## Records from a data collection
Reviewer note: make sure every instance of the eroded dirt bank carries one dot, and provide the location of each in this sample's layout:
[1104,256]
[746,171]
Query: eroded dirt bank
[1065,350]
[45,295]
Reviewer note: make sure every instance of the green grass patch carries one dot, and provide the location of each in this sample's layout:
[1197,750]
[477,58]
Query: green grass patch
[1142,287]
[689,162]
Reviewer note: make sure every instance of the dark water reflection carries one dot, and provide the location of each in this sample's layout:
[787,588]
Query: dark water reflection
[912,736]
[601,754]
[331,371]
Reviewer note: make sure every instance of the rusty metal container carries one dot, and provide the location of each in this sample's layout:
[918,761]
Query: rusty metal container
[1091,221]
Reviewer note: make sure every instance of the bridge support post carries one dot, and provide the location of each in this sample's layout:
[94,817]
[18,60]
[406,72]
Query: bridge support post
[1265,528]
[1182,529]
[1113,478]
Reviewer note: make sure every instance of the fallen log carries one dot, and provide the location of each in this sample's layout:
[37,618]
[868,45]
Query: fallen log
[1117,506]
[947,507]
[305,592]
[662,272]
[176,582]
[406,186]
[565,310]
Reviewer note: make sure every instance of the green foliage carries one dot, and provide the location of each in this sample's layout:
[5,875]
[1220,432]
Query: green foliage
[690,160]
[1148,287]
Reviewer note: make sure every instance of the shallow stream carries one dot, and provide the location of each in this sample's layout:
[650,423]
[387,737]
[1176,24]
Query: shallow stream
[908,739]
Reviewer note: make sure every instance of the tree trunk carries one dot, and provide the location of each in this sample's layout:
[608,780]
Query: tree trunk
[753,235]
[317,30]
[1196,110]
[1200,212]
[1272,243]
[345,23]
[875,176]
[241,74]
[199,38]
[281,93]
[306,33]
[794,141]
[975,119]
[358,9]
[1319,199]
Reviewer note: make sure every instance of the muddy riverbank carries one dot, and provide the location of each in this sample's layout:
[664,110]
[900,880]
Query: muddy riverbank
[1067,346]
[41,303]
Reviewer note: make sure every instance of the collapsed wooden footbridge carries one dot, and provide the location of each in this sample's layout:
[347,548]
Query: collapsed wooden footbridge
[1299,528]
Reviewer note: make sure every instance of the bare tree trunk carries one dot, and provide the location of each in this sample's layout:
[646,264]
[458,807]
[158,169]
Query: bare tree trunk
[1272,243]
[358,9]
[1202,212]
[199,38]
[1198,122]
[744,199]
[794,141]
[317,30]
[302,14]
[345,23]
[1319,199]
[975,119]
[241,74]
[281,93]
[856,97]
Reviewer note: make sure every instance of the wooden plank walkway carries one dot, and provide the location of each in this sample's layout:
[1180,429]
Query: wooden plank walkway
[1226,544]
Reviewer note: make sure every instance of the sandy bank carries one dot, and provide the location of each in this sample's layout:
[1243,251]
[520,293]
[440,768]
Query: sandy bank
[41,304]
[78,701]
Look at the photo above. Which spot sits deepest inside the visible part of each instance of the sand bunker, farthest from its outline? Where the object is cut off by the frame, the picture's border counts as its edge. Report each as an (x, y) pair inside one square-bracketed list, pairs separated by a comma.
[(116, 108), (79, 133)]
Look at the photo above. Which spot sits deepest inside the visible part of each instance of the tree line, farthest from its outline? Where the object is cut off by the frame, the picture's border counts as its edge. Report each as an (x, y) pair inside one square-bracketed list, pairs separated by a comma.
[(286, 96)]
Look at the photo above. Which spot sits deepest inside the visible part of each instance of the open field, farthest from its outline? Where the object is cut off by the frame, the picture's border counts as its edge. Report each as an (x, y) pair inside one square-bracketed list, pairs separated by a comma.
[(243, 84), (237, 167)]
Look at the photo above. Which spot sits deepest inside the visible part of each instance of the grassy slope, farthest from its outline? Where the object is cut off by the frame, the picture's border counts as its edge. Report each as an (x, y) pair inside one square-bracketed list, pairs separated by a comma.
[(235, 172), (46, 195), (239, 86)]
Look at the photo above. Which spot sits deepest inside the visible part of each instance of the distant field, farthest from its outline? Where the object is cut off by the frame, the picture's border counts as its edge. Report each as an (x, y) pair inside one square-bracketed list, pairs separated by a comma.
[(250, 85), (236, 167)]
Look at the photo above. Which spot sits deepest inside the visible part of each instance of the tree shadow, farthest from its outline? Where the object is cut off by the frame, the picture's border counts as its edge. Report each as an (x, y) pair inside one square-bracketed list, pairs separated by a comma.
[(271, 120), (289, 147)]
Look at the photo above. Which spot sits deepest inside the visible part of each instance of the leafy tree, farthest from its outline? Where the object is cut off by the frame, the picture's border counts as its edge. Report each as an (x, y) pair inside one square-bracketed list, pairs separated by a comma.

## Assigned task
Reproduce the data shown above in its entirety, keeping each word as it is.

## Task result
Reviewer note: make sure every instance of the eroded dirt bank carries one dot, and provide the location of each in this sample's layout:
[1104,256]
[746,171]
Query: eroded dirt bank
[1065,350]
[45,295]
Reviewer note: make sure every instance of the green grass patch carries one dot, and provide the location of each in this sample's layout:
[1197,750]
[477,58]
Query: green grass patch
[1142,287]
[689,162]
Reviewer note: make sure every instance of the dark water reflection carries one dot, and provide the location of each in this sample's layout:
[787,588]
Query: dark water reflection
[912,736]
[601,754]
[331,371]
Reviewer note: make sure every instance of the rusty metal container carries one dot, and provide the location of each in this sample's layout:
[918,761]
Query: rusty metal container
[1091,221]
Reviewer note: make sure every instance of the bridge support post carries one dot, and provide the location of each in this sample's layout:
[94,817]
[18,60]
[406,72]
Query: bridge support post
[1265,528]
[1182,529]
[1113,478]
Reviewer note: make sure every instance of the fallen log carries one dot, and provide the location of each in this sample's layout:
[37,618]
[868,45]
Query: fallen log
[1117,506]
[947,507]
[305,592]
[662,272]
[176,582]
[406,186]
[565,310]
Reviewer note: make sure every instance of the green foliage carries one dot, and provide the location of each in this sample's layout:
[5,875]
[1220,432]
Query: green foliage
[690,160]
[1148,287]
Reviewer note: make sure every instance of the shallow stream carries one dot, and provide the location of each in this sample's layout:
[650,423]
[387,737]
[1176,24]
Query: shallow stream
[908,739]
Reviewer note: make sure every instance of the tree trunk carries one dot, and provide the location of each in this sample's layout:
[608,780]
Query: tree trunk
[753,235]
[317,30]
[1196,110]
[1200,212]
[1272,243]
[345,23]
[875,176]
[241,74]
[199,38]
[281,93]
[306,33]
[794,141]
[975,119]
[358,9]
[1319,199]
Reviewer note: make sure every instance of the muddy riverbank carries one dot, and provide the location of each in this sample's layout:
[664,110]
[900,880]
Query: muddy riverbank
[1067,346]
[41,303]
Reviewer note: make sure every instance of the collapsed wooden footbridge carries one dot, and provide the location of each in this sample's layout:
[347,548]
Query: collapsed wooden footbridge
[1299,528]
Reviewer note: make sure every instance of the bare tree trunk carries one dot, and provide the location of each in this sample's layout:
[646,264]
[458,807]
[158,169]
Query: bare tree trunk
[1272,243]
[358,9]
[1202,212]
[199,38]
[1198,122]
[744,199]
[794,141]
[317,30]
[302,14]
[345,23]
[1319,199]
[975,119]
[241,74]
[281,93]
[856,97]
Reviewer note: make sure every instance of the wooden plank walkway carries one dot, and provide the location of each in this sample's layout:
[1180,429]
Query: wooden plank walkway
[1226,544]
Reviewer note: make sure every instance of the sandy bank carries one dot, and provide the location of each in this sample's layout:
[1243,251]
[520,293]
[440,768]
Query: sandy bank
[41,304]
[78,701]
Look at the photo above. Which spot sits deepest inside the visible part of each instance of the sand bunker, farthest from its outline? Where the object is cut off by the frame, the picture's border counts as its edge. Report each as an (x, y) pair inside one square-bracketed list, pairs separated by a comma.
[(116, 108), (79, 133)]
Look at the photo above. Which spot sits deepest inside the visible part of each instance of the tree line, farthest from its outline? Where the object is cut off by the frame, the picture's border counts as its edge. Report each as an (x, y) pair inside one square-bracketed list, pairs separated by a comma.
[(286, 96)]
Look at the photo above. Which spot sits deepest inside the visible part of each instance of the open field, farthest from its outline? Where the object is cut off by the frame, the picture's border counts as its edge. Report each as an (x, y) pair inside one square-bracketed list, pairs separated by a comma.
[(243, 84), (237, 167)]
Look at the photo above. Which spot sits deepest inside the visible part of each instance of the grassy slope, farthest from its outline? Where the object is cut off by the frame, the picture's border counts as its edge. Report each as an (x, y) pair inside one square-bracketed list, pairs separated by a comma.
[(235, 172), (46, 195), (239, 86)]
Look at the photo above. Which spot sits deepest inside the visible part of each instance of the distant field, farthest from its outline? Where the object is cut off by the frame, the picture's border counts as its edge. Report each as an (x, y) pair inside one square-bracketed list, pairs separated by a comma.
[(250, 85), (236, 167)]
Look at the photo above. Which spot sits deepest inside the visible part of each instance of the tree shadow, farthest from its outline? Where the object is cut off by the frame, the picture's border counts as its edge. Report each as an (x, y) pair inside one square-bracketed list, pairs separated by a comma.
[(271, 120), (289, 147)]
Look at the photo above. Which spot sits deepest inside the visible part of each instance of the leafy tree, farthest from its outline? Where the object is cut off by the frame, the picture's border counts as its edge. Report each as an (x, y) pair inside one square-bracketed list, pairs separated by a comma.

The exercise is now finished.